### DESCRIPTION OF THE TASK
Your response should be every line of the data, written out exactly.

### RECORDS FOR THE TASK
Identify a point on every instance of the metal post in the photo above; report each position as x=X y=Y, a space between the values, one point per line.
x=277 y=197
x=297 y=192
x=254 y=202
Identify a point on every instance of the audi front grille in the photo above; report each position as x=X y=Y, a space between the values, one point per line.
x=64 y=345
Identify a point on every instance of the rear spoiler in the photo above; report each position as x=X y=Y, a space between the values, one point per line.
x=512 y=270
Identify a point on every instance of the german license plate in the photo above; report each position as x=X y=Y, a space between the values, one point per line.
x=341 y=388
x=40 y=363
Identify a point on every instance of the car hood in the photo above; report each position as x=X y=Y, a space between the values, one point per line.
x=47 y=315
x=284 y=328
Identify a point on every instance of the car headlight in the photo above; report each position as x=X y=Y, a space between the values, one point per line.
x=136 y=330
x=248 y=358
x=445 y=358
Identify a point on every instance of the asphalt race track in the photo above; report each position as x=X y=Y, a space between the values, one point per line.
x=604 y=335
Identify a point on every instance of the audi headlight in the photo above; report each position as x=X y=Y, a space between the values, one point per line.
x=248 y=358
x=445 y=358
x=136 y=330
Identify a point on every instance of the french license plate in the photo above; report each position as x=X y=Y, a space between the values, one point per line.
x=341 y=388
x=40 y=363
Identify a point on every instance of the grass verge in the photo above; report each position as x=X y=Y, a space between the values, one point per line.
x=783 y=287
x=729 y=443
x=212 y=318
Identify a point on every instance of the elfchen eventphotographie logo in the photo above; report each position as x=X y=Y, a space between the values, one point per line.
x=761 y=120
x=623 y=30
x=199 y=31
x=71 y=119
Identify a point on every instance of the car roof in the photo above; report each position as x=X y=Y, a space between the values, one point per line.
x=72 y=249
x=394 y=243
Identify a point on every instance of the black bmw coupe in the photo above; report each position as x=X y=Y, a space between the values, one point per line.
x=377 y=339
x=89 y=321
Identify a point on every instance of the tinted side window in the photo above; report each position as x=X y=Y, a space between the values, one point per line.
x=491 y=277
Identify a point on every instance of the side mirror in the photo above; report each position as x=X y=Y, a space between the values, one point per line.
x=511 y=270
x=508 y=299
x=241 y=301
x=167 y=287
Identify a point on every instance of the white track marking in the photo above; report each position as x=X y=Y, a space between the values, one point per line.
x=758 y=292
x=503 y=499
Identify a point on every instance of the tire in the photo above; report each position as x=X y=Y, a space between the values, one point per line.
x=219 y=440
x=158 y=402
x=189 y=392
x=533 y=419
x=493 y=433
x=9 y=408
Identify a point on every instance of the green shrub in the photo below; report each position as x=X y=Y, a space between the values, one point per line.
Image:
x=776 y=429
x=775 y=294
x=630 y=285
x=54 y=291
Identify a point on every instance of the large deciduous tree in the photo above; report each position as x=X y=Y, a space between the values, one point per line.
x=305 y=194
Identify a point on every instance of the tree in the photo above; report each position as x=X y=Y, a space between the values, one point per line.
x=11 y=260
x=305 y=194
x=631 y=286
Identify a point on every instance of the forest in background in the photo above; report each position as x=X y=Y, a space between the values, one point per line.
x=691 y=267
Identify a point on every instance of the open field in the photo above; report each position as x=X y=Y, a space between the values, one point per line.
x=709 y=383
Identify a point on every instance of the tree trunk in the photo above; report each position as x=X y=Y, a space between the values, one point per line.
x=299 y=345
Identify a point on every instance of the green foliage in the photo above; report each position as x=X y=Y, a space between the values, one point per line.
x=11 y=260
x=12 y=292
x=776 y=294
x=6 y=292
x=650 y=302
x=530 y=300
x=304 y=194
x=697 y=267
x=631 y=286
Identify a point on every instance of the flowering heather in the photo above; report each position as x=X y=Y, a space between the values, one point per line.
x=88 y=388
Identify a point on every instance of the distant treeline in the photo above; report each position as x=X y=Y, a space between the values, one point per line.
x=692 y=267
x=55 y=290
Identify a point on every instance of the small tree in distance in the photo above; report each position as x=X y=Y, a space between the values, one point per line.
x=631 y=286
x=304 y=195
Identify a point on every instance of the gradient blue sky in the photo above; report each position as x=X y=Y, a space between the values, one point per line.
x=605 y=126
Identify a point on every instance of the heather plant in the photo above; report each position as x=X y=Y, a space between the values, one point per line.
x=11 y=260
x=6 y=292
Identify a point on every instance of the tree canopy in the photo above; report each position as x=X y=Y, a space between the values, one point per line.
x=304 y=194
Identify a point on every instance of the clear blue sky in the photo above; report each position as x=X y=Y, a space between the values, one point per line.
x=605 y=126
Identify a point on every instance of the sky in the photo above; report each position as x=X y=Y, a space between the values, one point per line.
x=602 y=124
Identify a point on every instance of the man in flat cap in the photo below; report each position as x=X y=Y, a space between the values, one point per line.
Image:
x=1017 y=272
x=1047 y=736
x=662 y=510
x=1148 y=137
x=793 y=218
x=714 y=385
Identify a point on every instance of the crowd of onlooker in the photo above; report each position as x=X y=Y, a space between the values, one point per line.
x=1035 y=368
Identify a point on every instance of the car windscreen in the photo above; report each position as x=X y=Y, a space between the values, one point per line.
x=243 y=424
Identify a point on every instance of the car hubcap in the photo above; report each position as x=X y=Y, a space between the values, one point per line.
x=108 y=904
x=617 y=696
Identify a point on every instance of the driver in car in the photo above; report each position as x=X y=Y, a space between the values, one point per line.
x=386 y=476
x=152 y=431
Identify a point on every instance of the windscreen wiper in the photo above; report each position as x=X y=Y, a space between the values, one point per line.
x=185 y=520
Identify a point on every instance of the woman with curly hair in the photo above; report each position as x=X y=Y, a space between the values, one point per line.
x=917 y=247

### ANSWER TO THE EXERCISE
Identify a point on every instance of the metal post in the photo above; report each position as x=X y=Y, a space between the values, one point per line.
x=277 y=197
x=297 y=192
x=254 y=202
Identify a point on every instance of the audi front grille in the photo above; report each position as x=X y=Y, a space between the values, one point per line.
x=64 y=345
Identify a point on every instance of the rear spoiler in the photo above; report each position as x=X y=Y, a space between the values, one point per line.
x=512 y=270
Identify a point on every instance of the german license plate in the photo above; report each position as x=X y=Y, a space between the values, one point per line.
x=341 y=388
x=40 y=363
Identify a point on every instance of the car hood in the photo above; report each position as x=X y=Y, a space between the values, one point per line.
x=47 y=315
x=284 y=328
Identify a point on every instance of the car headlight in the photo above; report each position as x=X y=Y, a space between the values, one point per line.
x=136 y=330
x=248 y=358
x=445 y=358
Identify a point on every instance of the asphalt race track in the photo above; report each position as x=X y=Y, a space between the values, one point per line.
x=604 y=335
Identify a point on every instance of the audi headlight in the photo above; report each position as x=X y=Y, a space between the values, one point per line.
x=248 y=358
x=445 y=358
x=136 y=330
Identify a point on every instance of the french license plate in the photo above; report each position as x=X y=Y, a space between the values, one point per line.
x=341 y=388
x=40 y=363
Identify a point on every instance of the grass verge in the photo above; report each position as x=X y=Y, a space between the values, one point per line.
x=783 y=287
x=729 y=443
x=212 y=318
Identify a point on every instance of the elfchen eventphotographie logo in the photo above; report each position as x=X y=Y, a space between the values, one point per line.
x=761 y=120
x=623 y=30
x=199 y=31
x=71 y=119
Identify a point on every instance of the car roof in the photo above; report each position as x=X y=Y, a space between the values, one point per line.
x=72 y=249
x=394 y=243
Identify a point on every instance of the black bmw coupe in the photo above; report each position as x=X y=Y, a space between the values, one point per line.
x=377 y=339
x=89 y=321
Identify a point on every instance of the tinted side window in the photo above; report each position as x=X y=Y, a space between the values, one point per line.
x=491 y=277
Identify a point on every instance of the side mirror in the photo above; report each position as x=X y=Y, a space between the values, one point per line.
x=511 y=270
x=508 y=299
x=241 y=301
x=167 y=287
Identify a point on every instance of the white track marking in the photo above; report each position as x=X y=Y, a space between the values, one point per line.
x=758 y=292
x=503 y=499
Identify a point on every instance of the tire in the photo above; report each position as x=X y=Y, a space between the values, one point per line.
x=219 y=440
x=158 y=402
x=189 y=392
x=533 y=419
x=493 y=433
x=9 y=408
Identify a point on every instance of the green shrub in the photo below; report each position as x=X y=Y, a space between the values, one point per line.
Image:
x=776 y=429
x=775 y=294
x=630 y=285
x=54 y=291
Identify a point on every instance of the large deciduous tree in the photo above; report each position as x=X y=Y, a space between the values, one point per line.
x=305 y=194
Identify a point on every instance of the tree in the photo above; report each position as x=X y=Y, a space between the values, one point per line.
x=11 y=260
x=305 y=194
x=631 y=286
Identify a point on every instance of the forest in background in the photo above; report each position as x=X y=Y, a space between the values, one point per line.
x=691 y=267
Identify a point on every instance of the open field in the photo above; report each position as x=X y=Y, a space between the values, one point per line.
x=709 y=383
Identify a point on every instance of the tree trunk in the photo above; report each position as x=X y=Y, a space between the values, one point per line.
x=299 y=345
Identify a point on every instance of the green foliage in the photo above; report each position as x=X y=Y, a space between the values, one point per line.
x=11 y=260
x=12 y=292
x=776 y=294
x=6 y=292
x=650 y=302
x=530 y=300
x=304 y=194
x=697 y=267
x=631 y=286
Identify a point on every instance of the flowering heather in the photo above; report each position as x=X y=Y, a space between the values, one point per line.
x=88 y=388
Identify a point on every instance of the distant treeline in the photo above; report each position as x=X y=Y, a space between the values, one point per line.
x=692 y=267
x=55 y=290
Identify a point on every instance of the small tree in distance in the photo above; report each position as x=X y=Y, a space between the values, one point per line.
x=631 y=286
x=304 y=195
Identify a point on every instance of the gradient blue sky in the photo above; report each position as x=X y=Y, a space between the values, one point per line.
x=605 y=126
Identify a point on every instance of the heather plant in the photo above; report each position as x=X y=Y, a space between the values, one point per line.
x=11 y=260
x=6 y=292
Identify a point on every instance of the tree canopy in the photo above; report each position as x=X y=Y, a space between the values, one point per line.
x=304 y=194
Identify a point on every instance of the clear blue sky in the photo above; report each position as x=X y=Y, a space between the values, one point per line.
x=605 y=126
Identify a point on every instance of the sky in the photo above; report each position as x=X y=Y, a space between the values, one point per line.
x=602 y=124
Identify a point on every instance of the man in flat cap in the photo below; report each position as x=X y=Y, a space between the values, one point per line.
Image:
x=1017 y=272
x=1047 y=736
x=662 y=510
x=1148 y=137
x=793 y=218
x=714 y=385
Identify a point on every instance of the crowd of onlooker in the photo above; report each position as x=X y=Y, a space between the values, one point per line.
x=1035 y=368
Identify a point on every instance of the car windscreen in the photo above; report each position as x=X y=Y, a space between the values, one point per line.
x=243 y=424
Identify a point on every instance of the car hubcap in the photo above; report each position as x=X y=Y, a space between the values, one point per line.
x=108 y=904
x=617 y=696
Identify a point on every instance of the driver in car in the photo above; report each position as x=X y=Y, a space between the values, one point per line.
x=386 y=476
x=152 y=431
Identify a point on every instance of the windscreen wiper in the photo above; report each position as x=X y=Y, a space between the values, one point per line.
x=185 y=520
Identify a point on every instance of the woman with curly hair in the photo above; report each position as x=X y=Y, a space between the values, one point per line.
x=917 y=247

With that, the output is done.